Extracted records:
***

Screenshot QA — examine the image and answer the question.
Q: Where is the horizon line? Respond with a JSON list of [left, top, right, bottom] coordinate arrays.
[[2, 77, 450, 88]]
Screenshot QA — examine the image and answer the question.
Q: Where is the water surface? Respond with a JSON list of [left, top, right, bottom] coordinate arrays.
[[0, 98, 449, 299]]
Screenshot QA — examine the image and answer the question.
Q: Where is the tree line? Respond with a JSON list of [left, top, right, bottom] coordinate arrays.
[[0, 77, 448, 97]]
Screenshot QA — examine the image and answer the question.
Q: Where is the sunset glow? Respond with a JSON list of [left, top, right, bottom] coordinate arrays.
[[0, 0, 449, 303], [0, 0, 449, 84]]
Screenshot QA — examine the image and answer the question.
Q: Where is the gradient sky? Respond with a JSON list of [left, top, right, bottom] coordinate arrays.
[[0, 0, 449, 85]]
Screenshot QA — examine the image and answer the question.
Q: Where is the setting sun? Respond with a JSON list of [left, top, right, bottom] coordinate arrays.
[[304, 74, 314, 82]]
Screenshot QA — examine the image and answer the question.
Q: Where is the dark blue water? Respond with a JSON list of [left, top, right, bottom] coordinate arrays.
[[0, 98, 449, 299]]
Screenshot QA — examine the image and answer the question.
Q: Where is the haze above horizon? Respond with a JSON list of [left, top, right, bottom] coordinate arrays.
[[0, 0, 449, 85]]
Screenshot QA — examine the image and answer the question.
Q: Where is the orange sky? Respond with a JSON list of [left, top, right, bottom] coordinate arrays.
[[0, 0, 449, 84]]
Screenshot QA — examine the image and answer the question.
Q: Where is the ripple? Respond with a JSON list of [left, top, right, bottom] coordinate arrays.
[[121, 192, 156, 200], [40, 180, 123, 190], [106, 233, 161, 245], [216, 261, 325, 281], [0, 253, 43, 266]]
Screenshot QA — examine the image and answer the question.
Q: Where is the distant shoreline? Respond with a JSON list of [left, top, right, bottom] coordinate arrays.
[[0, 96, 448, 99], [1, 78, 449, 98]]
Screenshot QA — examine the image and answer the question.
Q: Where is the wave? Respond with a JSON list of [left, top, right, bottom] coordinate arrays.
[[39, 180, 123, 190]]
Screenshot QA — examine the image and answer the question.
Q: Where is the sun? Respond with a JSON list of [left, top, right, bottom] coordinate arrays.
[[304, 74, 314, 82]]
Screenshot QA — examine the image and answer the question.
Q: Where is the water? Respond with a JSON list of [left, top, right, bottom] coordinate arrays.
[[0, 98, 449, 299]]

***

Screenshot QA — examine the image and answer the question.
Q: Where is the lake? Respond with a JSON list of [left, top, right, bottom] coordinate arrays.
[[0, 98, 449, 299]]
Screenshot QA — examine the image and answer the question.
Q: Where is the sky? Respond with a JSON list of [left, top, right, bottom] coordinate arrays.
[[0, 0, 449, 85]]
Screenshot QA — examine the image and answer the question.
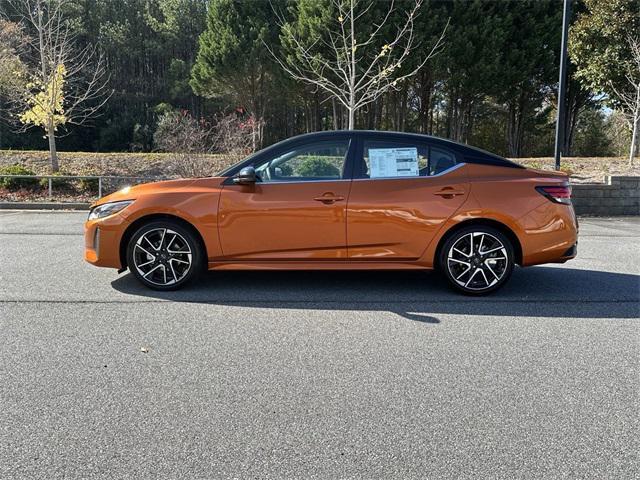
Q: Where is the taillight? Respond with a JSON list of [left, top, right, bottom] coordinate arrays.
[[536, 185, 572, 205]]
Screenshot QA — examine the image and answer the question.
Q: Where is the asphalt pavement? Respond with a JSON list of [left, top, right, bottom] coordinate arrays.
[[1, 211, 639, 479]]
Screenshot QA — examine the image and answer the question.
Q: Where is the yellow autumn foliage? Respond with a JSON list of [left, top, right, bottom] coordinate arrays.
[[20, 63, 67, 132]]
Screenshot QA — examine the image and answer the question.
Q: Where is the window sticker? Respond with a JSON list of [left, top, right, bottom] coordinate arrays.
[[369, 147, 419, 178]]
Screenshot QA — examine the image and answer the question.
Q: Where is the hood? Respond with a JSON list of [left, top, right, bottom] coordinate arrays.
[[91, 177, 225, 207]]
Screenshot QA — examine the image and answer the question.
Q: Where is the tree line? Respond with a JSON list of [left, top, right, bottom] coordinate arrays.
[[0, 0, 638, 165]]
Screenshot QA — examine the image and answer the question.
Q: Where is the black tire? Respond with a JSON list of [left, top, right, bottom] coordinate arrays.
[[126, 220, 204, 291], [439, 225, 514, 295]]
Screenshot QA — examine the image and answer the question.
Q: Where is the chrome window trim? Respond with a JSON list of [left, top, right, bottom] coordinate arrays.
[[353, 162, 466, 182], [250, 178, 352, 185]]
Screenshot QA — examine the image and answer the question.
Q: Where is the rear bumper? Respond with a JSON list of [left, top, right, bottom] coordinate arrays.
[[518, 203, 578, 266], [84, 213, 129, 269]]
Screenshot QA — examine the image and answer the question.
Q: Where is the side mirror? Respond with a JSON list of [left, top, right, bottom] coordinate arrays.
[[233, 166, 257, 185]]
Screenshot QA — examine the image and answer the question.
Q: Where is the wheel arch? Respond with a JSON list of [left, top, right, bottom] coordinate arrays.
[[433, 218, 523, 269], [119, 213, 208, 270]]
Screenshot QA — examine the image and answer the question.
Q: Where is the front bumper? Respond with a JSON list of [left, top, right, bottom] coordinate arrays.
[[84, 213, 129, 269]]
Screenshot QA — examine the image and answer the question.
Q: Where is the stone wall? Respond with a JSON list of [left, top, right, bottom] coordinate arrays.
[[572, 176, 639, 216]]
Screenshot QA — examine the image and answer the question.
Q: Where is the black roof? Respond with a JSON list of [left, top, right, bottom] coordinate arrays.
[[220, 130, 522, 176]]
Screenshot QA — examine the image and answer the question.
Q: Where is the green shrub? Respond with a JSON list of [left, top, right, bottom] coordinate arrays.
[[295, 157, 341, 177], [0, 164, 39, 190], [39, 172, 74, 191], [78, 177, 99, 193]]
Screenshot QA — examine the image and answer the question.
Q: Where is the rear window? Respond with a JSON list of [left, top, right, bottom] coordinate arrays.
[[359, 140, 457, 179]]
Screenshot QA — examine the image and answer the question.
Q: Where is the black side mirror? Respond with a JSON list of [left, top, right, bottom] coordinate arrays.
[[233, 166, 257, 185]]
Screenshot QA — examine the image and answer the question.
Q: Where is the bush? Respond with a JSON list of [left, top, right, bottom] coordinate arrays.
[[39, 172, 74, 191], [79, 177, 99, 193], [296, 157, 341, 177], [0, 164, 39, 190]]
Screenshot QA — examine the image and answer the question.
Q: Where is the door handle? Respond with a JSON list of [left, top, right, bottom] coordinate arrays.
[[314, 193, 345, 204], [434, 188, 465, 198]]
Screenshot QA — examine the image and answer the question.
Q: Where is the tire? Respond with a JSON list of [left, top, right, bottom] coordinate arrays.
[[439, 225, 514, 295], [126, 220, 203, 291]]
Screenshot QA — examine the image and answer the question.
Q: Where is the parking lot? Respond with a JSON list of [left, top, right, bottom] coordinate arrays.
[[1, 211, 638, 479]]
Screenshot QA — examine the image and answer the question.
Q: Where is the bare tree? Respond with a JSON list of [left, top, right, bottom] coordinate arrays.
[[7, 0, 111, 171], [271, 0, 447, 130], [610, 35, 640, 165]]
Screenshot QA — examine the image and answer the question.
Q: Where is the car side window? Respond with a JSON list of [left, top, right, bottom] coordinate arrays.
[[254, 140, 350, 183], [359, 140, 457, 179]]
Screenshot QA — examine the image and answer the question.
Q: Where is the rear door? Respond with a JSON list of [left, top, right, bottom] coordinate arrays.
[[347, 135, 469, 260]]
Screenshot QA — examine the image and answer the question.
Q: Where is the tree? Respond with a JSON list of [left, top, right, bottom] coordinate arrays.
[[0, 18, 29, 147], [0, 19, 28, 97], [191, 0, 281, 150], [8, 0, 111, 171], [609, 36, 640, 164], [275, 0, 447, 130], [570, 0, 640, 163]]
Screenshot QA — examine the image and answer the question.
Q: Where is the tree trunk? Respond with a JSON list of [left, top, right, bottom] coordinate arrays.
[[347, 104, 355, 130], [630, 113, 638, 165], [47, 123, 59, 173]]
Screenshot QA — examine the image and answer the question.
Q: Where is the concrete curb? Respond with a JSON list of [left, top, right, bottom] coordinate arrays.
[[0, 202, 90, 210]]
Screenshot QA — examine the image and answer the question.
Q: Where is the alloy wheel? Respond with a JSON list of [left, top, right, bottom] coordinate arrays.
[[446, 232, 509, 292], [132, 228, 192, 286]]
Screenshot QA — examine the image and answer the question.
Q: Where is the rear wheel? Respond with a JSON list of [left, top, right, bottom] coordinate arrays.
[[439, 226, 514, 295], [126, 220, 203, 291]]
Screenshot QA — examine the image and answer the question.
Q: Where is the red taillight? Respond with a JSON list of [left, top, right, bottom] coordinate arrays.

***

* **WORK ITEM**:
Once you find the line with "Q: Where is the rear door?" in the entries above, output it and each line after it up to and including the line with "Q: Where is the red", and nothing else.

* **ANSWER SECTION**:
Q: Where is the rear door? Respond with a JSON list of [left, top, right, bottom] coordinate arrays.
[[347, 135, 469, 260]]
Screenshot QA — examine the image and answer the question.
Q: Where is the tree? Respond with a JSON list of [left, top, right, bottom] coordinate arrays.
[[0, 18, 29, 147], [0, 19, 28, 97], [191, 0, 281, 150], [8, 0, 111, 171], [609, 36, 640, 164], [275, 0, 447, 130], [570, 0, 640, 163]]
Screenshot QA — examine the image and answer the question.
Q: Where is the tree trunk? Respond with a JSON list of [left, top, right, bottom] coordinate arrays.
[[347, 104, 355, 130], [630, 113, 638, 165], [47, 123, 59, 173]]
Screenshot QA — examine the image and answer the question.
Q: Where is the concrete curb? Respond with a JSON list of [left, top, right, bottom] coordinate arrays.
[[0, 202, 90, 210]]
Screenshot QA — examine the image and answer the question.
Q: Where is the alloy wheel? Respond with a JSON list of [left, top, right, bottom] coordinate arrays.
[[446, 232, 509, 292], [132, 228, 192, 286]]
Screenshot QA — examine the image and answer the question.
Q: Where is the rear wheel? Respond with a JSON list of [left, top, right, bottom] coordinate arrays.
[[439, 226, 514, 295], [126, 220, 203, 291]]
Screenshot QA — examine the image and answer the question.
Q: Where is the red taillight? Respond with a JSON list of [left, top, right, bottom] coordinate arrays.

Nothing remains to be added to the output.